··· ESTRATTO DEL DOCUMENTO

Quand'è che una "folla" diventa una "comunità"? In cosa si sostanzia il substrato comune di cui sopra?

“… Esso sarà, naturalmente, di ordine sia pratico sia, soprattutto - dato che il contesto è umano - emotivo (1), e tale da consentire ai propri membri lo specchiamento reciproco, di riconoscere cioè sé stessi negli altri; in caso contrario l'individuo si troverebbe circondato da entità che, facendo riferimento a sistemi di significato ignoti, sarebbero per lui semplicemente incomprensibili e con cui un'interazione articolata sarebbe quindi impossibile.

Ora, questa proposizione contiene una contraddizione, a mio modo di vedere. Se l'ordine è "soprattutto emotivo", il rispecchiamento reciproco è già presente. Le emozioni sono sisteni complessi di espressione e dir egolazione reciproca, filogeneticamente determinati e invarianti ripetto alla cultura. Le cinque emozioni di base (gioia, rabbia paura, sorpresa e tristezza) sono presenti in qualunque essere umano, non sono apprese (come dimostrato dal fatto che vengono esibite anche da bambini nati ciechi e sordi) e servono egregiamente a segnalare lo stato emotivo dell'interlocutore.
Appartenendo tutti alla stessa specie, che lo vogliamo o no, facciamo riferimento solo a significati noti, e comuni.

······

> _CONSEGNA_: Per ciascuna affermazione, indica se concorda con l'estratto su folla e comunità, rispondendo sì o no e citando tra virgolette le parole decisive del testo. (a) Le emozioni di base si apprendono. (b) Le emozioni di base sono presenti in ogni essere umano. (c) Il testo giudica priva di contraddizioni la proposizione citata.

··· MATERIALE MOSTRATO

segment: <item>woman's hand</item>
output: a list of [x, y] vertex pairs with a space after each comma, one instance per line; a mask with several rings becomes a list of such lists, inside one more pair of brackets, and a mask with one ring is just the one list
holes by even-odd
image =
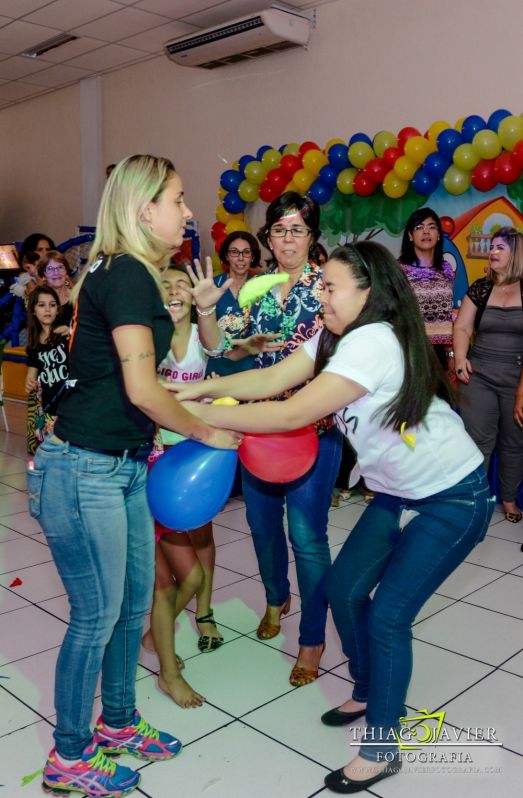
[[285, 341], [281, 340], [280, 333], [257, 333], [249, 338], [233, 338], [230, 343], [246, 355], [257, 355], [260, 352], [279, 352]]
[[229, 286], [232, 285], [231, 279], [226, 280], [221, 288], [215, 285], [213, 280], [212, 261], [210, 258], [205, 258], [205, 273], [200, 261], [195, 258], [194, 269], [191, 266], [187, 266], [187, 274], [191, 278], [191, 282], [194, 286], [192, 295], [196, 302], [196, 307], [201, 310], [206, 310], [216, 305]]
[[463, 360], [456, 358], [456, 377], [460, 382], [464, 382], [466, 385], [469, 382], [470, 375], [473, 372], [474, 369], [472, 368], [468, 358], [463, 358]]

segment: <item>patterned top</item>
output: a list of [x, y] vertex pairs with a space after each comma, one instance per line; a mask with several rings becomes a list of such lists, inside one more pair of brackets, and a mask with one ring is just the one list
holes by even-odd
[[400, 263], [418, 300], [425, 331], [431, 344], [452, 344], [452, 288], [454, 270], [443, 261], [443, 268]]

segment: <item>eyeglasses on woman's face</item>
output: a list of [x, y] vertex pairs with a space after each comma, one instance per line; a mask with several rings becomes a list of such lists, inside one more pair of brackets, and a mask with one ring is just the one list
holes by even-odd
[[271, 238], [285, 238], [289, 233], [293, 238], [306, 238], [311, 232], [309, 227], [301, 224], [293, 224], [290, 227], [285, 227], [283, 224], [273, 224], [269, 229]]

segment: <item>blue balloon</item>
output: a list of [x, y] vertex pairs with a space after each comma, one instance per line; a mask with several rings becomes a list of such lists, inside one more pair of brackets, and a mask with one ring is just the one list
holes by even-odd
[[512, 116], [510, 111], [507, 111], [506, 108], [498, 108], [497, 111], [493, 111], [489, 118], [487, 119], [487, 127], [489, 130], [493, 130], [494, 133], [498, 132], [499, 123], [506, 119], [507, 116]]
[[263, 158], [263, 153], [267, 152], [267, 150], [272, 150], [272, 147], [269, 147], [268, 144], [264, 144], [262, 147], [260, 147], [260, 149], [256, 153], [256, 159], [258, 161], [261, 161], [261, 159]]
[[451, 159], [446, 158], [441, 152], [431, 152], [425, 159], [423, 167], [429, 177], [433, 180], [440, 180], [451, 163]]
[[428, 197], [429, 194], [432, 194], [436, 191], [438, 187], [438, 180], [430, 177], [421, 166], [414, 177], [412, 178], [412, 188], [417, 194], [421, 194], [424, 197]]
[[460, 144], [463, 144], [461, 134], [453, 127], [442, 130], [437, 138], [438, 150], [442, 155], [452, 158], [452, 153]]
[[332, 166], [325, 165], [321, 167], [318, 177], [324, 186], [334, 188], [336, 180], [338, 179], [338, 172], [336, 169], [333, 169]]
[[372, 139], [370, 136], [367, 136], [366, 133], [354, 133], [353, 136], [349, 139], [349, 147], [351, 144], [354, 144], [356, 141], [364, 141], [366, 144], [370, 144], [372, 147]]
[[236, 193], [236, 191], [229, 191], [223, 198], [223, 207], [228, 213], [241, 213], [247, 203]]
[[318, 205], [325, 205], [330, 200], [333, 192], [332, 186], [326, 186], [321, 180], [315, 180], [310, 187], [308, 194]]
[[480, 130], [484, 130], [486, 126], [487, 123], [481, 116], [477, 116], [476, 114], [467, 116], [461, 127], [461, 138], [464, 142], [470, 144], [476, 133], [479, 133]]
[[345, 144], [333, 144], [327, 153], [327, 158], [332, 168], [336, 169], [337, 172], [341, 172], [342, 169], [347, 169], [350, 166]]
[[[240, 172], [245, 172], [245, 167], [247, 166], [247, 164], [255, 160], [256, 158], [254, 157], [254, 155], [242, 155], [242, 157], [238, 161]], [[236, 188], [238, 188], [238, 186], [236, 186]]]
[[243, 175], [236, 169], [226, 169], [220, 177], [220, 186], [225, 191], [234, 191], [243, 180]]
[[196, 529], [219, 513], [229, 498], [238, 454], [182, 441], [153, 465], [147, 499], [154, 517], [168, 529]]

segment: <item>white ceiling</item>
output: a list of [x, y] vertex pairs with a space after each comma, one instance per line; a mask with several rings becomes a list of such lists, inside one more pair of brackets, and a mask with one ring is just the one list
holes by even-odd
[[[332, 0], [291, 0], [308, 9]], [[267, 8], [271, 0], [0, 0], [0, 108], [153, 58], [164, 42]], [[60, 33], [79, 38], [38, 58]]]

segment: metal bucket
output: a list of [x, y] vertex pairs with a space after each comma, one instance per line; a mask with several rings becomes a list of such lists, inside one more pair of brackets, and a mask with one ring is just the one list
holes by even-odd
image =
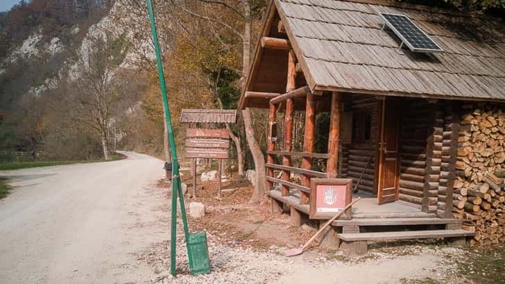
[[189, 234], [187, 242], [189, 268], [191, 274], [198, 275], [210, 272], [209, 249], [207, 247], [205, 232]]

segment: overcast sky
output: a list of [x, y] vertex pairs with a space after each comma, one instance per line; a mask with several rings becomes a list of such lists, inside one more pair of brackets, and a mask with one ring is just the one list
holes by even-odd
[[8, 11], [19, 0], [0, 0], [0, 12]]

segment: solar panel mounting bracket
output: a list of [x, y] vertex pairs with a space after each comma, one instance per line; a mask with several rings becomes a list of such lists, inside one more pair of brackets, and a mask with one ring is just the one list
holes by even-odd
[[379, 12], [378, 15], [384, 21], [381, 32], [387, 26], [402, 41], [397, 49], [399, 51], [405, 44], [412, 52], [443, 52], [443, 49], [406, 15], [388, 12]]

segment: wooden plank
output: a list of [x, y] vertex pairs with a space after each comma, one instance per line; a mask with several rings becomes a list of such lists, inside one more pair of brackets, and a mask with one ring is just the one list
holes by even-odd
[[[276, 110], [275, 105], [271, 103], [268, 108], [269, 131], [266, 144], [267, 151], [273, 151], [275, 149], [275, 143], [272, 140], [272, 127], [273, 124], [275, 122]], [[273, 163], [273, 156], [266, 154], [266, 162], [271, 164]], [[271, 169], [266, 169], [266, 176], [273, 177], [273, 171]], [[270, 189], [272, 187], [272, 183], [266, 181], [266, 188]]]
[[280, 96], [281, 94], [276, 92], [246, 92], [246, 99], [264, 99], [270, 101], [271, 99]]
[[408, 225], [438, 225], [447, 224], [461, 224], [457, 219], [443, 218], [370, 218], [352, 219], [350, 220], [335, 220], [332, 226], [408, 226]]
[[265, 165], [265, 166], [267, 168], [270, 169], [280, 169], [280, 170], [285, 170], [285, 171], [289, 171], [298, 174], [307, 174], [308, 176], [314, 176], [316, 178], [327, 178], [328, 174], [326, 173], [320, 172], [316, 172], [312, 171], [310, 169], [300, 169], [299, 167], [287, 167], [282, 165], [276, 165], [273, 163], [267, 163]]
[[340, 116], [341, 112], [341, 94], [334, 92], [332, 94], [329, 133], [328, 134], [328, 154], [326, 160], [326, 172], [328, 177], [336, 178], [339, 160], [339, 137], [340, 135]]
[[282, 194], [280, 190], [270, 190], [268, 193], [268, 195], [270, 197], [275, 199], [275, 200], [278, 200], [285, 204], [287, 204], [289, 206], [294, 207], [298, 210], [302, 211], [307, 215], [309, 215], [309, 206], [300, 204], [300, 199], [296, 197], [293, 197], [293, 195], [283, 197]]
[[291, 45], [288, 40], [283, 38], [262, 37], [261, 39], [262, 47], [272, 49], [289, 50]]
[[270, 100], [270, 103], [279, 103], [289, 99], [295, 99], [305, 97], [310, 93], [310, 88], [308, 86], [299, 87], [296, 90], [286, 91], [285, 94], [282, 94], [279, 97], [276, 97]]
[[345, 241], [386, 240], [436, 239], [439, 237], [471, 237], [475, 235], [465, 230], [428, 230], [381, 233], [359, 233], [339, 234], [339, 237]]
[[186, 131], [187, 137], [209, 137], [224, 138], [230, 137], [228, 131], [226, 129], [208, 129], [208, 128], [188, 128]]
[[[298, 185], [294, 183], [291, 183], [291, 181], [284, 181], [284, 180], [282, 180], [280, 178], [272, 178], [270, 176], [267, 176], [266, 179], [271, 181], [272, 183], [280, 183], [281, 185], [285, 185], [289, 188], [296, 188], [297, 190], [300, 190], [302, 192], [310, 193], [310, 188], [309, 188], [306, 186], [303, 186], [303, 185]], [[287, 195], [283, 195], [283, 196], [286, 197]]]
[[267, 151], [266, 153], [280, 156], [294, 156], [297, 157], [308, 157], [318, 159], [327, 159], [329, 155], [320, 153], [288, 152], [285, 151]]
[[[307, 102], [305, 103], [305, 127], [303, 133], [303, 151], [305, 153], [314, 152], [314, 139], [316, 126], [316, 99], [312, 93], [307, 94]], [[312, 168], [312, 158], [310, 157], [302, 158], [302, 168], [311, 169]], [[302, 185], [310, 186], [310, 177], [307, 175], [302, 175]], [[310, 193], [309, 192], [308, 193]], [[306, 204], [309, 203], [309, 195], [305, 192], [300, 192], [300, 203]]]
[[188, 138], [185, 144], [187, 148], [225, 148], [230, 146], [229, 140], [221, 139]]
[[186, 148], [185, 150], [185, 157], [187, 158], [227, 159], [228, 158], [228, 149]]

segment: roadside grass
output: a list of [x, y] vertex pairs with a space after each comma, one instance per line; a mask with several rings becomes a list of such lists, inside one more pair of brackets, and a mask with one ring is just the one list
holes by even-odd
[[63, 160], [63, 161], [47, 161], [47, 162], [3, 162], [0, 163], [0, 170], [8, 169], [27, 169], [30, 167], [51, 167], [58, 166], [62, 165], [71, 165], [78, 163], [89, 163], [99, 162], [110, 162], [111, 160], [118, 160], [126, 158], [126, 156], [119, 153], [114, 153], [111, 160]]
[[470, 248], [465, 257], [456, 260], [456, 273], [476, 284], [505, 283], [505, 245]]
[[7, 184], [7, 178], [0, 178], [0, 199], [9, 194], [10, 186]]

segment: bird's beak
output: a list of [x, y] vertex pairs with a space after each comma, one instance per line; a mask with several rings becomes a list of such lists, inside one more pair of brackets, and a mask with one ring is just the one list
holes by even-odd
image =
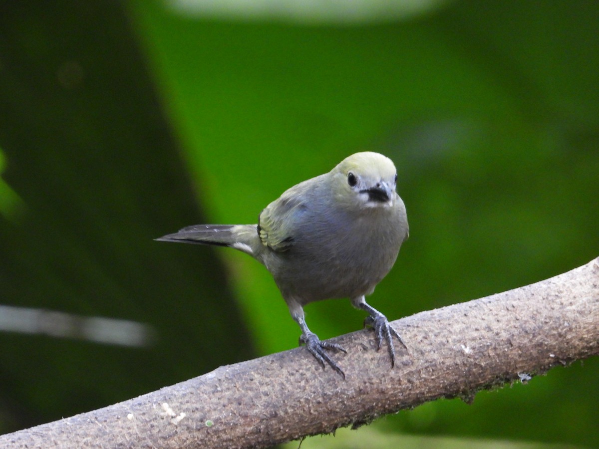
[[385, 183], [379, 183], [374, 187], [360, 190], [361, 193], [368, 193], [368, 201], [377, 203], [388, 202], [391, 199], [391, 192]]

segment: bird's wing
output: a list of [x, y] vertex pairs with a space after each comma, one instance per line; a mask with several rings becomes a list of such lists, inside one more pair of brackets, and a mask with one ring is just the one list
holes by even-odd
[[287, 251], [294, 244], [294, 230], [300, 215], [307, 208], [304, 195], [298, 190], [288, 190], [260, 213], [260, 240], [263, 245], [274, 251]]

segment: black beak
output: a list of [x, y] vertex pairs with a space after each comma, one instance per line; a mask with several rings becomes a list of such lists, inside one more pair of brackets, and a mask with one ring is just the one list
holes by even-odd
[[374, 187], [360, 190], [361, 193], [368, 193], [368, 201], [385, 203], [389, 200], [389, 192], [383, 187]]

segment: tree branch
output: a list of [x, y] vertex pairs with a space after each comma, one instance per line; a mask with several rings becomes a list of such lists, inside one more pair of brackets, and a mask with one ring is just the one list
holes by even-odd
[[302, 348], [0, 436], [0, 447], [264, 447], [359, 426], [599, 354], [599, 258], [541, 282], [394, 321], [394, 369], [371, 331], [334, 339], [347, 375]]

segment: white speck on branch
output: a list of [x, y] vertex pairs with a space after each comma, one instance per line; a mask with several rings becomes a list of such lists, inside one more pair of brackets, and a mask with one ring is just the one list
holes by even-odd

······

> _RISULTATO ATTESO_:
(a) No: "non sono apprese (come dimostrato dal fatto che vengono esibite anche da bambini nati ciechi e sordi)".
(b) Sì: "sono presenti in qualunque essere umano".
(c) No: "questa proposizione contiene una contraddizione, a mio modo di vedere".